§ ACTIVITY:
The answer should contain all of the records below, each one copied word for word.

(Point-per-instance localization data)
* * *

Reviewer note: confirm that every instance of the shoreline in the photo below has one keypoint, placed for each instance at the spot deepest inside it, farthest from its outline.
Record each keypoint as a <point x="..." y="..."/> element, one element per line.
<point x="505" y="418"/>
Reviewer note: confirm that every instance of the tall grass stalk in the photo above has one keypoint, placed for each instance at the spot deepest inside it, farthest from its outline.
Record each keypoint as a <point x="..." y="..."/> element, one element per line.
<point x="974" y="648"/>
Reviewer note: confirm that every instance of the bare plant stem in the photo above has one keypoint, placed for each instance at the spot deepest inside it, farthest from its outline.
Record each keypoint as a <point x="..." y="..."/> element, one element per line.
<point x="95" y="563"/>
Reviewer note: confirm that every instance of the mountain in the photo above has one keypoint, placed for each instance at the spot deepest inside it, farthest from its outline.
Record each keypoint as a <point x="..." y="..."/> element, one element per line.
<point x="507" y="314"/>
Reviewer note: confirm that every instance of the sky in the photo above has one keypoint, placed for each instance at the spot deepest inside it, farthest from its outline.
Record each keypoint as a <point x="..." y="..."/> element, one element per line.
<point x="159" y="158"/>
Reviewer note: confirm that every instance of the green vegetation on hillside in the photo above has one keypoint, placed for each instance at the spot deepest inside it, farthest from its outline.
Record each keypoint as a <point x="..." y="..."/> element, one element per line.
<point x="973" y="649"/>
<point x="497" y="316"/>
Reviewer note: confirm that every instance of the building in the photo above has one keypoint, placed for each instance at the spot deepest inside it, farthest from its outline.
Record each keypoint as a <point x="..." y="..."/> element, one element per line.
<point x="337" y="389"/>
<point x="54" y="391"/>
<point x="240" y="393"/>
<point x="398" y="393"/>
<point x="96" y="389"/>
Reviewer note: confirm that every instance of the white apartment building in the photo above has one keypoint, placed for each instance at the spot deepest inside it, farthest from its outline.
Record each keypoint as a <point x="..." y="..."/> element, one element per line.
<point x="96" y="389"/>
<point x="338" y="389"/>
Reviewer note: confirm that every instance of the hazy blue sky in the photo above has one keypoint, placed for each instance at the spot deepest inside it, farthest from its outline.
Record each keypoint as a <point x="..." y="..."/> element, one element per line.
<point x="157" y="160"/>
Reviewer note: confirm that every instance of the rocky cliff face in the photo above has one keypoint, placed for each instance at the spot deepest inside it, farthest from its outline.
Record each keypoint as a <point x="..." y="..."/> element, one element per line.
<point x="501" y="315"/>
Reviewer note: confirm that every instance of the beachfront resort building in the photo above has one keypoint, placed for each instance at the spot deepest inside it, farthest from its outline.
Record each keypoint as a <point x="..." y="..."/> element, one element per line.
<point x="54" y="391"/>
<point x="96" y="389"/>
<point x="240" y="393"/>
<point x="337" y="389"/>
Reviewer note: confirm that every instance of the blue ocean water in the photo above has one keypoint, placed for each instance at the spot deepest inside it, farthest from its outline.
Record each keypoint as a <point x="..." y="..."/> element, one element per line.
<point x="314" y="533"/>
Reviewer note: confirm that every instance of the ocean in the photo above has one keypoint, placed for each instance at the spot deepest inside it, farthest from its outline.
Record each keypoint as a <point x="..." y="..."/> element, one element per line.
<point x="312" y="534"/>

* * *

§ SOLUTION FOR THIS TASK:
Reviewer note: confirm that every instance of the shoreline in the photo below has one keypoint, placed for each instance at the spot deepest inside it, farthest from its outline.
Record each keypoint as a <point x="..." y="..."/> element, one element per line.
<point x="505" y="418"/>
Reviewer note: confirm that every instance of the tall grass stalk in the photo above has one keypoint, placed for each instance at the spot deepest inside it, farthest from its outline.
Record each keypoint as a <point x="..." y="..."/> element, one element per line.
<point x="974" y="648"/>
Reviewer note: confirm that every instance of the bare plant stem in the photo above has one keypoint, placed for each instance at the spot deepest inside it, farthest from its outline.
Record each keypoint as a <point x="..." y="..."/> element, one element per line.
<point x="95" y="563"/>
Reviewer note: confirm that every instance of the mountain in the photo above has one keypoint, placed for each instance at the spot deepest inside it, farthest from its outline.
Record each keypoint as a <point x="..." y="..."/> element, one element per line.
<point x="507" y="314"/>
Reviewer note: confirm that every instance of the sky in the photo above has one keypoint, placed for each instance at the spot deepest inside it, farthest from its outline.
Record each keypoint as a <point x="..." y="..."/> element, one element per line.
<point x="159" y="158"/>
Reviewer note: confirm that every instance of the green vegetation on hillside in the photo above has one keypoint, placed for each instance at the spot deepest inside it, farthest from its outline.
Record each keypoint as a <point x="..." y="..."/> element, one element per line.
<point x="973" y="649"/>
<point x="497" y="316"/>
Reviewer note: confirm that every instance of the building in the photo above has one keypoint, placed for each instance at the spot deepest inside it, farthest from its outline.
Record each keypoint as a <point x="..." y="..."/> element, one element per line.
<point x="337" y="389"/>
<point x="54" y="391"/>
<point x="240" y="393"/>
<point x="398" y="393"/>
<point x="96" y="389"/>
Reviewer note: confirm that every instance of the white apartment building in the photo above has one keypoint, placed for each instance at the spot deepest inside it, farthest from its outline.
Record each keypoint as a <point x="..." y="..."/> element, one element per line.
<point x="96" y="389"/>
<point x="338" y="389"/>
Reviewer note: confirm that every instance of the hazy blue sky in the photo above has one keypoint, placed for each instance at the spot deepest inside it, farthest from its outline.
Record each keypoint as a <point x="..." y="..."/> element, one element per line.
<point x="157" y="160"/>
Reviewer note: confirm that every instance of the rocky cliff face in the photo above has one keypoint, placed for each instance at the spot deepest inside it, farthest from its outline.
Record each keypoint as a <point x="..." y="..."/> element, one element per line.
<point x="501" y="315"/>
Reviewer note: confirm that every instance of the beachfront resort building in the photo above has one keypoint, placed for each instance at the spot deepest inside it, farthest from its outline.
Record each keypoint as a <point x="..." y="..."/> element, one element per line.
<point x="54" y="391"/>
<point x="96" y="389"/>
<point x="240" y="393"/>
<point x="337" y="389"/>
Reviewer note: confirm that every instance of the blue ocean water in the photo above has one keypoint, placed for each instance at the spot deepest inside it, farthest from its outline.
Record each keypoint as a <point x="..." y="..."/> element, one element per line.
<point x="314" y="533"/>
Reviewer note: confirm that every instance of the ocean in the photo above has one keypoint, placed for each instance at the spot deepest inside it, farthest from its outline.
Record each keypoint as a <point x="..." y="..."/> element, one element per line.
<point x="312" y="534"/>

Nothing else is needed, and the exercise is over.